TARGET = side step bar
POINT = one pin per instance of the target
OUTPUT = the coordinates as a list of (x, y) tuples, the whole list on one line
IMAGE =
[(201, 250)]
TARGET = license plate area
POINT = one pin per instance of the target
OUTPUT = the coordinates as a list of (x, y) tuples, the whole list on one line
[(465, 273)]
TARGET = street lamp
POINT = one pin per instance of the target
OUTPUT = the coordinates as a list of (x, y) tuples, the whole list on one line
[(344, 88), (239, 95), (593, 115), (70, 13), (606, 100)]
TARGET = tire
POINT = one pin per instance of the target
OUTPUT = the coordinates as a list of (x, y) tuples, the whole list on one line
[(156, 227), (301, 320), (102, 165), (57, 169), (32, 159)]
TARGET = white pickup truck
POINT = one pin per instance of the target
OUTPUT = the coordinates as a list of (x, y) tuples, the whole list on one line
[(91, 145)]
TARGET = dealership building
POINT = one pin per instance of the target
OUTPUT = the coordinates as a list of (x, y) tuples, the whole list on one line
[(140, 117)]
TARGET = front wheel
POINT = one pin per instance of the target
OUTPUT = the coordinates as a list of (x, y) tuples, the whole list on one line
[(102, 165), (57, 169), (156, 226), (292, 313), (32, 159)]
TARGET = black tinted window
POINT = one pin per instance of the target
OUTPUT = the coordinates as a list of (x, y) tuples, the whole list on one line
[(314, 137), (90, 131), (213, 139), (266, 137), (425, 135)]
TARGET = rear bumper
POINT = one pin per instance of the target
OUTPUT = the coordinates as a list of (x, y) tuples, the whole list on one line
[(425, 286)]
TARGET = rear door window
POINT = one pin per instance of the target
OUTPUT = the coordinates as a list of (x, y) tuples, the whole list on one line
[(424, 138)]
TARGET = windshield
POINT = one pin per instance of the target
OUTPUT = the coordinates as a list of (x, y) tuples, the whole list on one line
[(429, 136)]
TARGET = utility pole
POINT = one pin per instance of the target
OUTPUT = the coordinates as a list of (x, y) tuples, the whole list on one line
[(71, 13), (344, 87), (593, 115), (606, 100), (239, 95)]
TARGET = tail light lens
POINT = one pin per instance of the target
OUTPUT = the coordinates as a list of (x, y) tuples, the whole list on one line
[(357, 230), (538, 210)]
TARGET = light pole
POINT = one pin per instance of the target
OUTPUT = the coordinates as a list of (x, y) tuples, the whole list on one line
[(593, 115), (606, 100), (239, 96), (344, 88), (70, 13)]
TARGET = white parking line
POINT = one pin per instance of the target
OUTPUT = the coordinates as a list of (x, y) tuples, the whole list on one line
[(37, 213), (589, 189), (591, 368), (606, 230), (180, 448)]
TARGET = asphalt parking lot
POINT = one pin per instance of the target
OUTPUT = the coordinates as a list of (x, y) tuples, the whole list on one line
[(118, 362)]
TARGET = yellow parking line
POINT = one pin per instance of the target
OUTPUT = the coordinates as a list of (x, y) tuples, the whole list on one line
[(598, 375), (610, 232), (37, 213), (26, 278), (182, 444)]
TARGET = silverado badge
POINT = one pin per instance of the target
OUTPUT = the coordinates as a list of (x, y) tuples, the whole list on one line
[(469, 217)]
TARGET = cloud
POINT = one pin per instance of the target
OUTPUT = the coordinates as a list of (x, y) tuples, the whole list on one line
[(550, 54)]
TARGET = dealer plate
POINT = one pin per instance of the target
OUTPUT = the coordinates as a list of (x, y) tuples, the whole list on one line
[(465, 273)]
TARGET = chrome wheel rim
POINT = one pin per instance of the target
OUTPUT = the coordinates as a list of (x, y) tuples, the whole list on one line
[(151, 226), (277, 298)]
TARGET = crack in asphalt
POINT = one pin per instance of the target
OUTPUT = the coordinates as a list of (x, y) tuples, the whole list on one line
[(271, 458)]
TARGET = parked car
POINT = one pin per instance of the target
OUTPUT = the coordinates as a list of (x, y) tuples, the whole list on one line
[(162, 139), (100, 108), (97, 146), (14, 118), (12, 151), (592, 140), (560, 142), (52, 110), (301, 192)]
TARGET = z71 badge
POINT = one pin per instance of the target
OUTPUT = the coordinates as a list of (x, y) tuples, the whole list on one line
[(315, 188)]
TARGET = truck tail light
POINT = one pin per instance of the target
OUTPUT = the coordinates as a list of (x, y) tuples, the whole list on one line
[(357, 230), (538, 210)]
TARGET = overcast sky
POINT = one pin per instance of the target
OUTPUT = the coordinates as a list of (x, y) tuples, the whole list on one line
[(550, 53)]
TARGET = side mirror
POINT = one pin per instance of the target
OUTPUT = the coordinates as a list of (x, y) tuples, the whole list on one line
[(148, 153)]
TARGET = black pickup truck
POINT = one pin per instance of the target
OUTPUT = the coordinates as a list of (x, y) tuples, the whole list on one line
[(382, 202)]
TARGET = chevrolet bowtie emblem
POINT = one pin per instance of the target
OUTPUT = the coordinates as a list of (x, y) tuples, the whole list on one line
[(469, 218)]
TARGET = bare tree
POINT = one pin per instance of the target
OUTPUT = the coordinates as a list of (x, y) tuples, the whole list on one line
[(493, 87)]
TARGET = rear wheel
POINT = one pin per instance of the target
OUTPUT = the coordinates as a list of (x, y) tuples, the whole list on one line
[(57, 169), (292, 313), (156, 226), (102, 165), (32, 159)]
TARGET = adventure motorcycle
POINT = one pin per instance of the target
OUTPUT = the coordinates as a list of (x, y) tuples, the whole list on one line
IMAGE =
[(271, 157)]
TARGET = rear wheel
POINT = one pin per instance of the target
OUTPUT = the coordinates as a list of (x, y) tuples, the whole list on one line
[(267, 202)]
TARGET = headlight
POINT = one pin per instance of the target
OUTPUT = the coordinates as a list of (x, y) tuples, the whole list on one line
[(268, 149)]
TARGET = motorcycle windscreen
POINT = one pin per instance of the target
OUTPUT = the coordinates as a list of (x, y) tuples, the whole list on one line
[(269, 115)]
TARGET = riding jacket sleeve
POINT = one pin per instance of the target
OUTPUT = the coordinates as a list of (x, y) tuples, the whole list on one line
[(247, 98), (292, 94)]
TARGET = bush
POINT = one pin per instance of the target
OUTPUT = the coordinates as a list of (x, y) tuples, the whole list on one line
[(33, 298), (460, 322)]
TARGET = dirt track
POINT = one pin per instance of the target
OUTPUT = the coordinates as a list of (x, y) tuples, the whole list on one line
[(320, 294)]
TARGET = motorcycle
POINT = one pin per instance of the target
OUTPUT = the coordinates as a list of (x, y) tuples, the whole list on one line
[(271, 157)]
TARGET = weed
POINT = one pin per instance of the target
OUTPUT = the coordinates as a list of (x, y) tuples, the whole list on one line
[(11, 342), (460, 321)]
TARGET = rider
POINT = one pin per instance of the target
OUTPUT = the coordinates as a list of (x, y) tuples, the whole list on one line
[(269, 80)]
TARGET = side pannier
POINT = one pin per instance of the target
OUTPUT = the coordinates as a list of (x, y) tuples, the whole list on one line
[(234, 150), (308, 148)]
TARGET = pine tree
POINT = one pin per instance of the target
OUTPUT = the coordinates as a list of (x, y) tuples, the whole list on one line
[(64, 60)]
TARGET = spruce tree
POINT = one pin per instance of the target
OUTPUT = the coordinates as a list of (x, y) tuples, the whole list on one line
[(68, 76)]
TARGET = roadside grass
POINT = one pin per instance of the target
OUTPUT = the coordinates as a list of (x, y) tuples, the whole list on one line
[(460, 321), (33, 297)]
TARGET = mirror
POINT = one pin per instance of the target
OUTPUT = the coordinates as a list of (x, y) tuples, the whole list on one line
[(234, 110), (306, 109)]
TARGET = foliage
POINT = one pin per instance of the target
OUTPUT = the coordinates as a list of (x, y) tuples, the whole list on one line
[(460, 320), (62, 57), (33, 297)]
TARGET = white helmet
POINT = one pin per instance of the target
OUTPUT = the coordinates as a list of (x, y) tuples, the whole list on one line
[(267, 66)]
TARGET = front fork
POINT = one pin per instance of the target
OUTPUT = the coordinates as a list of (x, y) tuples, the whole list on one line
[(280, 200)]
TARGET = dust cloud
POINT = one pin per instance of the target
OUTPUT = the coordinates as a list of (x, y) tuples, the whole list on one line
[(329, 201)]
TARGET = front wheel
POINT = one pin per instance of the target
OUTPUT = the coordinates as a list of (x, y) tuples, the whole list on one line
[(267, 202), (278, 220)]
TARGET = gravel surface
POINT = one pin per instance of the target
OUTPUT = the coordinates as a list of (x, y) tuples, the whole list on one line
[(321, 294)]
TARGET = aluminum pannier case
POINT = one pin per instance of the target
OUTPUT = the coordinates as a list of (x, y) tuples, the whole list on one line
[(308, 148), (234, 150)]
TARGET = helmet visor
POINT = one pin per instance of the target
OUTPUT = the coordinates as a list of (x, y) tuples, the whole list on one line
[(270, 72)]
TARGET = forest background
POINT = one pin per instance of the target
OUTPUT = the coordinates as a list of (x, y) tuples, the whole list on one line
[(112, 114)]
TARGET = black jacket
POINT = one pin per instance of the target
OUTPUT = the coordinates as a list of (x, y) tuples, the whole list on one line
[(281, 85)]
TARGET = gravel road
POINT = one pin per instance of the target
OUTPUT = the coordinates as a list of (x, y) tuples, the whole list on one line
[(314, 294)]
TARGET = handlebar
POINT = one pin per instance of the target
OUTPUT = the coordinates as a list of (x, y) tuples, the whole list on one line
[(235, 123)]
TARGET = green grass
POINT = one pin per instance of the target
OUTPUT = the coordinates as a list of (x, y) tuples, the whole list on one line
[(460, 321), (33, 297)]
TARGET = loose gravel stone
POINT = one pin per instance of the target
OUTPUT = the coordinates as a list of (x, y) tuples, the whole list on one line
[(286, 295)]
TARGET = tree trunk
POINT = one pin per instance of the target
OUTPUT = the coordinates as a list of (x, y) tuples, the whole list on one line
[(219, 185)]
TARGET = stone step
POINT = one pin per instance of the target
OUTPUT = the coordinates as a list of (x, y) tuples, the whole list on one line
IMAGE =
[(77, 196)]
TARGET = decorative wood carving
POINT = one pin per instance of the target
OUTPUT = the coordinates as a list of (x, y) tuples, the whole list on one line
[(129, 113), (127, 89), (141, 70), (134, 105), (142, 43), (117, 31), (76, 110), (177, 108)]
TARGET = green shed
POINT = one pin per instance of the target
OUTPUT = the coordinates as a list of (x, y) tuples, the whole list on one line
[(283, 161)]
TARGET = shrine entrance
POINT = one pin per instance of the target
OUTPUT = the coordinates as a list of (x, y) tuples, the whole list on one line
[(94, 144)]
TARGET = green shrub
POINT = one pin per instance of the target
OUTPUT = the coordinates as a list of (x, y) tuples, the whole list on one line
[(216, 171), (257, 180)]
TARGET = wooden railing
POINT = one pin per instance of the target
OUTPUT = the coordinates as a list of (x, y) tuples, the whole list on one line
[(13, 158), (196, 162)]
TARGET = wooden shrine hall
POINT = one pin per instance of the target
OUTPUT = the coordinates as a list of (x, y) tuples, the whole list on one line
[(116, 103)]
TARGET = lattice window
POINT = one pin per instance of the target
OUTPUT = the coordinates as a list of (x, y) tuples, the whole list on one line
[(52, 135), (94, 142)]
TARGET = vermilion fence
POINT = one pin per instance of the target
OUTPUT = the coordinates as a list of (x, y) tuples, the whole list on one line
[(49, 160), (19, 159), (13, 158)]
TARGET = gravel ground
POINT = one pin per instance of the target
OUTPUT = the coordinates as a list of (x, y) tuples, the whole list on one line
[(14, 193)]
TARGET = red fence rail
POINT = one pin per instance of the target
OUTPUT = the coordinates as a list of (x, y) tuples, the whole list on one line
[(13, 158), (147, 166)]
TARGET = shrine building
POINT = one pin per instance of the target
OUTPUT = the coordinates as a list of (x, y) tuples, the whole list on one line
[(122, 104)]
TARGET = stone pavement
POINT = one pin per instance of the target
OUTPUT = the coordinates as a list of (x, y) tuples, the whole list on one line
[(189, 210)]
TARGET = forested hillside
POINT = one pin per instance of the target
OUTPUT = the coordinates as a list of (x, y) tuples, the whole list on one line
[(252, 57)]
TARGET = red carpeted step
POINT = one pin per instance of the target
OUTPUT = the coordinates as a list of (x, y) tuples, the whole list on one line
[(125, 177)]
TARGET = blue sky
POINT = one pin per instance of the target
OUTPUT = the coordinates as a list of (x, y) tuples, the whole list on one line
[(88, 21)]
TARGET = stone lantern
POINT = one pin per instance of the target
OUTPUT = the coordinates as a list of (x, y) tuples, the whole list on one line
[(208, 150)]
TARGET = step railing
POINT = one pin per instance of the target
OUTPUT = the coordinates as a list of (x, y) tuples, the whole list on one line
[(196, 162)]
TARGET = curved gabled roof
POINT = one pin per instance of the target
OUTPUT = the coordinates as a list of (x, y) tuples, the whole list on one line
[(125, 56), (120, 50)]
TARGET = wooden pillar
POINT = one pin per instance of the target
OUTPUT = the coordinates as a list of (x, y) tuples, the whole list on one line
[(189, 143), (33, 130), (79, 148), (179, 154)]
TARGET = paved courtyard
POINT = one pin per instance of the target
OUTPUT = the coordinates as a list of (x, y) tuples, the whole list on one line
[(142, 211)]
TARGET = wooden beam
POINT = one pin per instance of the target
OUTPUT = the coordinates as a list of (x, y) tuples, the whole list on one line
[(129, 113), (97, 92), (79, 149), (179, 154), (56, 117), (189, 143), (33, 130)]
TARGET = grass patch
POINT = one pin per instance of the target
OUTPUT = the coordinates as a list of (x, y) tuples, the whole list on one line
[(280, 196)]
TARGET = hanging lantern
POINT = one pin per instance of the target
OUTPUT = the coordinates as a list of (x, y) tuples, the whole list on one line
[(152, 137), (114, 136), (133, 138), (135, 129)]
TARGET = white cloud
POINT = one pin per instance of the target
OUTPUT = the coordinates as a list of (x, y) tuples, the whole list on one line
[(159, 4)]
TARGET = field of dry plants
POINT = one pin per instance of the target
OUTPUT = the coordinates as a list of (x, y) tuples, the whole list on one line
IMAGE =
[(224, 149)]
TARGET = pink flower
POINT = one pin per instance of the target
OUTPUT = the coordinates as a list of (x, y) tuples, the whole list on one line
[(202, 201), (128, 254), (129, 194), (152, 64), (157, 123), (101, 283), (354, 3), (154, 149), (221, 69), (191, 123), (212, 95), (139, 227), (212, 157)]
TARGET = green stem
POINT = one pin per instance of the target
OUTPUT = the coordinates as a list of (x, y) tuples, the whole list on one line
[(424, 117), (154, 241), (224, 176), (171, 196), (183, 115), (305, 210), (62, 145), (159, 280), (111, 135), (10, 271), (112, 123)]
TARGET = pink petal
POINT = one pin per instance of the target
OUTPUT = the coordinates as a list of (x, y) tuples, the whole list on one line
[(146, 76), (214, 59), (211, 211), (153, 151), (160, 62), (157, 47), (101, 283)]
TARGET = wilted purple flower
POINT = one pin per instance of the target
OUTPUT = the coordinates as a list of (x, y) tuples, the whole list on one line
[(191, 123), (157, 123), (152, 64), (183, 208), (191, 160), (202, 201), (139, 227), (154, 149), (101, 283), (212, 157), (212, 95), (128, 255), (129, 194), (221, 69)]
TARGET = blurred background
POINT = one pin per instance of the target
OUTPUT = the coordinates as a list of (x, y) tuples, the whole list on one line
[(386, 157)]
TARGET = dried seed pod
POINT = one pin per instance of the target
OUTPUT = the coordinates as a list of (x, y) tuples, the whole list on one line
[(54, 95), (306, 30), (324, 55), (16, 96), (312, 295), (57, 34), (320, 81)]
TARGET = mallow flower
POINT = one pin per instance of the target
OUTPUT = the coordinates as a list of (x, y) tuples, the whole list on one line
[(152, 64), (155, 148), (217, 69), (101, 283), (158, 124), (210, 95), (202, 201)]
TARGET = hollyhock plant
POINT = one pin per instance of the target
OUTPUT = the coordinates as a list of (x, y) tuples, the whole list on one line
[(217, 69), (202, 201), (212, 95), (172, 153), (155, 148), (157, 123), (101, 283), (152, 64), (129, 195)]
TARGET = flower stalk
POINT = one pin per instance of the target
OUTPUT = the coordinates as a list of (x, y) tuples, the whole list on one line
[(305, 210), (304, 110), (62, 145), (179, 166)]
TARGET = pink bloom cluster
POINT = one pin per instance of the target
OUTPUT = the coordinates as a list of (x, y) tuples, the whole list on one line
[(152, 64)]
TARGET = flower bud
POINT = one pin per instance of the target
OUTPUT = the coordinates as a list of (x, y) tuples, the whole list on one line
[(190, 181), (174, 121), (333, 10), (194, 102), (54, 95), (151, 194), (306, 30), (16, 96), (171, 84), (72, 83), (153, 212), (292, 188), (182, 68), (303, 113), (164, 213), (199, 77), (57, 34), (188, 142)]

§ **WHAT YOU NEED TO DO**:
Above are several records. Count the lines among them that contain "jacket" and give only the total.

§ **COMPLETED EXERCISE**:
2